John Morgan had big plans for the $12 monthly cost of living increase he was expecting to get in January as part of his Social Security check. Instead, the state of Utah will be collecting the money from Morgan and other frail, low-income Utahns who must buy their way into the Medicaid program.
It's the only health-care program he has.Morgan can't work. His epilepsy became so severe that his doctor pulled the plug on employment.
To live, he receives a Social Security check for people with disabilities (SSDI). At age 42, Morgan isn't eligible for Medicare. Instead, he gets medical assistance through the state.
He takes part in the state "spend down." That means that he pays the state the difference between his income and the eligibility requirements. There are some deductible expenses, but generally, the income limits are $361 for a one-person household, $443 for two and $553 for three people.
He's frustrated because he won't see any benefit from the tiny cost-of-living adjustment (2.6 percent this year, second-lowest in history) granted to people who rely on Social Security.

▶ **Task to complete**: Using the article about Utah's Medicaid spend down, explain why John Morgan will not benefit from his January cost-of-living increase. Answer in one to three sentences.

▶ **Stored data**:

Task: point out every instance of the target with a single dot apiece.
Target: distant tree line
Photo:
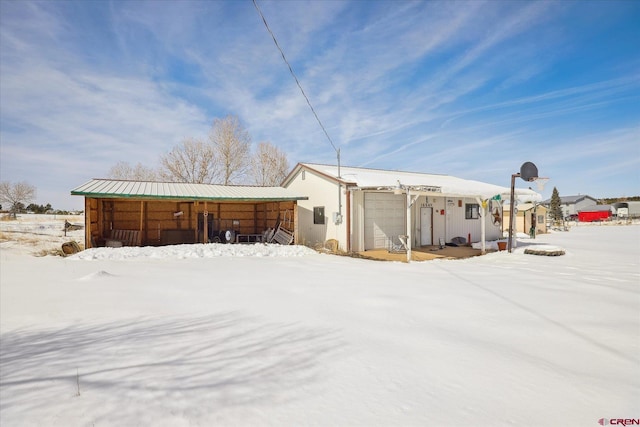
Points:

--

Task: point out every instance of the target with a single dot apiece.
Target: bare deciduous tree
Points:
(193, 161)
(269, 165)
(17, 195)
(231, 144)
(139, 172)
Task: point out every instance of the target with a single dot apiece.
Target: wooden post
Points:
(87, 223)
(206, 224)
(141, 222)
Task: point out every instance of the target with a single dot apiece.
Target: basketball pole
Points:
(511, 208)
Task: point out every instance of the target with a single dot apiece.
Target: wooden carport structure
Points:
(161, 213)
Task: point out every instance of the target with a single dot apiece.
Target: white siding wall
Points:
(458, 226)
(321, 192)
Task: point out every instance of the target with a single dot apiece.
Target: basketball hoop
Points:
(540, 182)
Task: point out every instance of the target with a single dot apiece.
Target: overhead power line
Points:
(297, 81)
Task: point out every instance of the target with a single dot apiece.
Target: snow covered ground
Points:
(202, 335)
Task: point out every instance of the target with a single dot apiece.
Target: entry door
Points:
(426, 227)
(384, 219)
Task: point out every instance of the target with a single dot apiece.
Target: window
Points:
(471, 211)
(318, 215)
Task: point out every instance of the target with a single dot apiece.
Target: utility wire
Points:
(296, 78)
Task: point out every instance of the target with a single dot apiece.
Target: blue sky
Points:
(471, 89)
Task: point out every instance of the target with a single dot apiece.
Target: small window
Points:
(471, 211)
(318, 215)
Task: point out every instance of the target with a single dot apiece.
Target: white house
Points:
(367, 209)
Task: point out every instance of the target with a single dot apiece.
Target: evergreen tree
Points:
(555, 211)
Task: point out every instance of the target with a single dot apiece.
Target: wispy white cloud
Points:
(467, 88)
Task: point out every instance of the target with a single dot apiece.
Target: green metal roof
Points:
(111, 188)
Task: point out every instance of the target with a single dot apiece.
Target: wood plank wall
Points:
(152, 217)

▶ **Written reply**: Morgan gets his health care through Medicaid by taking part in the state "spend down," which means he pays the state the difference between his income and the eligibility limit. A $12 raise in his Social Security check therefore goes to the state of Utah instead of to him.